:: Exercise objective ::
Reproduce the material below word for word, starting at its first line and stopping after the line that contains "46], [164, 122]]". Leave the pictures out of your answer.

:: Dataset rows ::

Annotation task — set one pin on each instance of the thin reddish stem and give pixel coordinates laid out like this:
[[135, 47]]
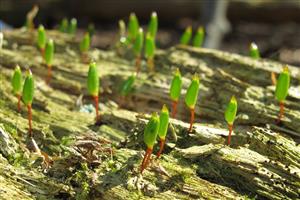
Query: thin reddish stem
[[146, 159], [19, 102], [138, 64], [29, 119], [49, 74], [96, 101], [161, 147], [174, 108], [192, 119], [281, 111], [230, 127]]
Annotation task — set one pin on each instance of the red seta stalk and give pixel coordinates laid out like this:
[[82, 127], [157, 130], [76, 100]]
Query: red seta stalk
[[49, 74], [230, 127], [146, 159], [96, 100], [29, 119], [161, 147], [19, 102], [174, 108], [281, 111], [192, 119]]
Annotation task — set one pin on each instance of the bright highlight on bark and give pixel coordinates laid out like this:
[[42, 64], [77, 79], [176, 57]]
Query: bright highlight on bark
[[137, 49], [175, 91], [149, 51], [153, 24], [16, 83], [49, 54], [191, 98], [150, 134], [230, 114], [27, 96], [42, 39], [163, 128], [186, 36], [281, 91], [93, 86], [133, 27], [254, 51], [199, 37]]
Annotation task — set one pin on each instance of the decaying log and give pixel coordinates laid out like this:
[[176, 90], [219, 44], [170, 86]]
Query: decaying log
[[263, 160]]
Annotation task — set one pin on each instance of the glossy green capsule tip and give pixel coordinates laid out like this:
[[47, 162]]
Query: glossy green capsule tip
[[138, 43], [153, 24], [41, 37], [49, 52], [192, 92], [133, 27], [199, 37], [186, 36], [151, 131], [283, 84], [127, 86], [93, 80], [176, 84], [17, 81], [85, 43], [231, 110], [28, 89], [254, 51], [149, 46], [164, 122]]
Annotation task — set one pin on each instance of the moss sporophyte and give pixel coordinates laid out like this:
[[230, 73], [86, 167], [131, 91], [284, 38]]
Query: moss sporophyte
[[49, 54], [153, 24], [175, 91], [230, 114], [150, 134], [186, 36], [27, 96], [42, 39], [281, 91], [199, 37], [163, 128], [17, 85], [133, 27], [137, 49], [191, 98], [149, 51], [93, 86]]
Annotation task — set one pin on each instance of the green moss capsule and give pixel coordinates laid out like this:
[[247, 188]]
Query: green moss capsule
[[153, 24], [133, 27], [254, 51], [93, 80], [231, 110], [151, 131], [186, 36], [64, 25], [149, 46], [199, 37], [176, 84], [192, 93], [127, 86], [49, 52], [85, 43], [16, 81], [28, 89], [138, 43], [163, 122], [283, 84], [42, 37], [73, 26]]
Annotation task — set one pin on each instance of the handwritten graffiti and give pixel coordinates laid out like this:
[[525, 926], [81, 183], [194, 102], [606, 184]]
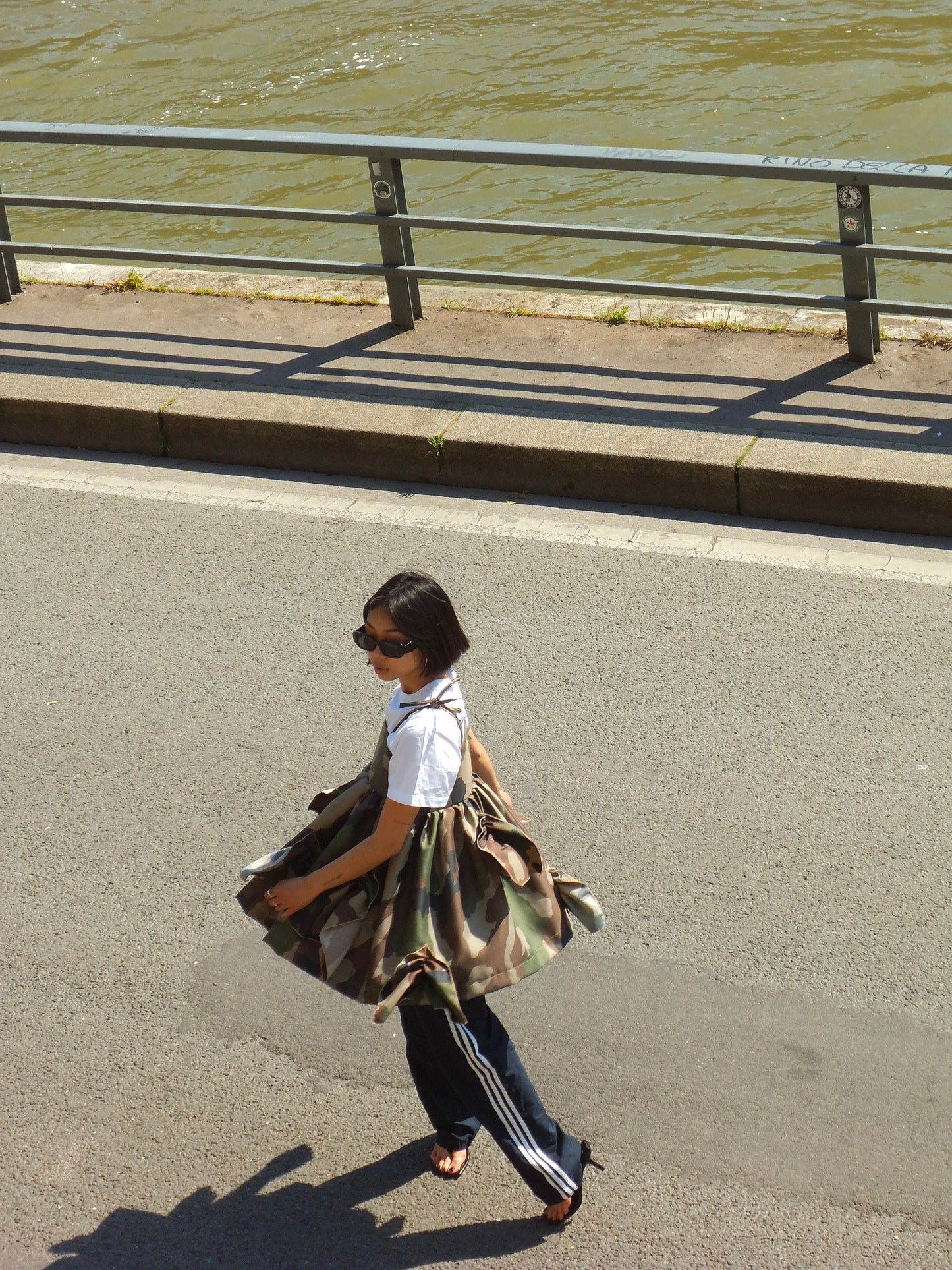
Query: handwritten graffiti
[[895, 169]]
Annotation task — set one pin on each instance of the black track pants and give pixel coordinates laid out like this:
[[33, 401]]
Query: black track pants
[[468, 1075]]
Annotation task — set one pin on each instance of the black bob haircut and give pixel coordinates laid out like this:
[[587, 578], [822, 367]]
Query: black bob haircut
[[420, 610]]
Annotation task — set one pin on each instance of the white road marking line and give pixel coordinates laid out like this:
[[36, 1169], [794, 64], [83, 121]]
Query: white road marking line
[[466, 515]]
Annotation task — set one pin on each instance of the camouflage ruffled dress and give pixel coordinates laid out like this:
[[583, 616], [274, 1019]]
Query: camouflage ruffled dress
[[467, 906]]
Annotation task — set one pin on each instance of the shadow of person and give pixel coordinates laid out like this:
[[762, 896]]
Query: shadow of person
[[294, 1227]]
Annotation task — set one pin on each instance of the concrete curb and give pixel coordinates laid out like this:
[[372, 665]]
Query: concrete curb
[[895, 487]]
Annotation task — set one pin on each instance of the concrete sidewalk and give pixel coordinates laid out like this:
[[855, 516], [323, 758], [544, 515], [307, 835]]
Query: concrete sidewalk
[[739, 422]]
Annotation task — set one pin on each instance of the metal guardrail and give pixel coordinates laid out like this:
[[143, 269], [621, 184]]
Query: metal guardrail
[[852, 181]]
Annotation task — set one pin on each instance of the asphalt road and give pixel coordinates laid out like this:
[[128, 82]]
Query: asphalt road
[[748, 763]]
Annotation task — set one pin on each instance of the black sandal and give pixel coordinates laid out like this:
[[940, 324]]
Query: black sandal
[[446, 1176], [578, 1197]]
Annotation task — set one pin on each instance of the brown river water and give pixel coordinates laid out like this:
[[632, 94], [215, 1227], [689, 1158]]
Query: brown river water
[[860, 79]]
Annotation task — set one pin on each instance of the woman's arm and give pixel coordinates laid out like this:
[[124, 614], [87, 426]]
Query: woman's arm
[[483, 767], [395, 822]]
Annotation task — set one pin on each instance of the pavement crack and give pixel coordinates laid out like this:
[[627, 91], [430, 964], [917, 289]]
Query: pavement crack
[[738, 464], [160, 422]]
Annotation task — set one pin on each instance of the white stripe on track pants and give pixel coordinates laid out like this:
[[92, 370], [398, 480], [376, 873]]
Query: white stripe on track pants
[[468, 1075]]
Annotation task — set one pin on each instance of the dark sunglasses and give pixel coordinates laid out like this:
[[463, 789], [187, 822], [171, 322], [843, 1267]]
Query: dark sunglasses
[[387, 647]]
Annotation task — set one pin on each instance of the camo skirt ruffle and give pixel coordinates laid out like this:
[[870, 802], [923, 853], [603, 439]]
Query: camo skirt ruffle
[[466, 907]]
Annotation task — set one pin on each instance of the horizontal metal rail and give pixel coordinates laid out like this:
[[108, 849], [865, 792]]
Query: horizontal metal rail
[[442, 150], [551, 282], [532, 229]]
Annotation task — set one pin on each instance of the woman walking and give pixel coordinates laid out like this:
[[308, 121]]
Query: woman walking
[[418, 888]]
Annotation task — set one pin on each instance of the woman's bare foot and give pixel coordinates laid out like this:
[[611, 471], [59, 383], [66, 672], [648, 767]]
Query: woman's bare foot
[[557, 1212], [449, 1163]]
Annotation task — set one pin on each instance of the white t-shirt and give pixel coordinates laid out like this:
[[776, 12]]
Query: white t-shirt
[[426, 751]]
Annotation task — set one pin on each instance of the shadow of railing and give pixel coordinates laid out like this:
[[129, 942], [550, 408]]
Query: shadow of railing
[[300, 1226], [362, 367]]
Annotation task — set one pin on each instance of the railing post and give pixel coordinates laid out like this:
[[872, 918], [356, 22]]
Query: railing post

:: Correct result ::
Annotation task — set one pin on each instance of the thin reddish stem and give pixel coordinates laid out like this:
[[135, 47]]
Query: thin reddish stem
[[146, 159], [19, 102], [138, 64], [29, 119], [49, 74], [96, 101], [161, 147], [174, 108], [192, 119], [281, 111], [230, 127]]
Annotation task — set one pin on each instance of the red seta stalk and give pixel coordinates laid out like this:
[[82, 127], [157, 130], [76, 100]]
Query: red seta stalk
[[49, 74], [230, 127], [146, 159], [96, 100], [29, 119], [161, 147], [19, 102], [174, 108], [281, 111], [192, 119]]
Annotation task — set one pin on each instance of the bright highlight on bark and give pixel coordinates laid out like this:
[[42, 64], [77, 79], [176, 57]]
Query: bright highlight on bark
[[137, 49], [175, 91], [149, 51], [153, 24], [16, 83], [49, 54], [191, 98], [150, 134], [230, 114], [27, 96], [42, 39], [163, 128], [186, 36], [281, 91], [93, 86], [133, 27], [254, 51], [199, 37]]
Annotation task — set one pin on each instance of the decaying log and give pixel coordinates laid out like this:
[[176, 90], [219, 44], [170, 86]]
Query: decaying log
[[263, 160]]
Annotation task — set one pin on each instance of the glossy green capsule tip and give pixel coordinates laid out like this:
[[47, 162]]
Query: glossy green capsule tip
[[138, 43], [153, 24], [41, 37], [49, 52], [192, 92], [133, 27], [199, 37], [186, 36], [151, 131], [283, 84], [127, 86], [93, 80], [176, 84], [17, 81], [85, 43], [231, 110], [28, 89], [254, 51], [149, 46], [164, 122]]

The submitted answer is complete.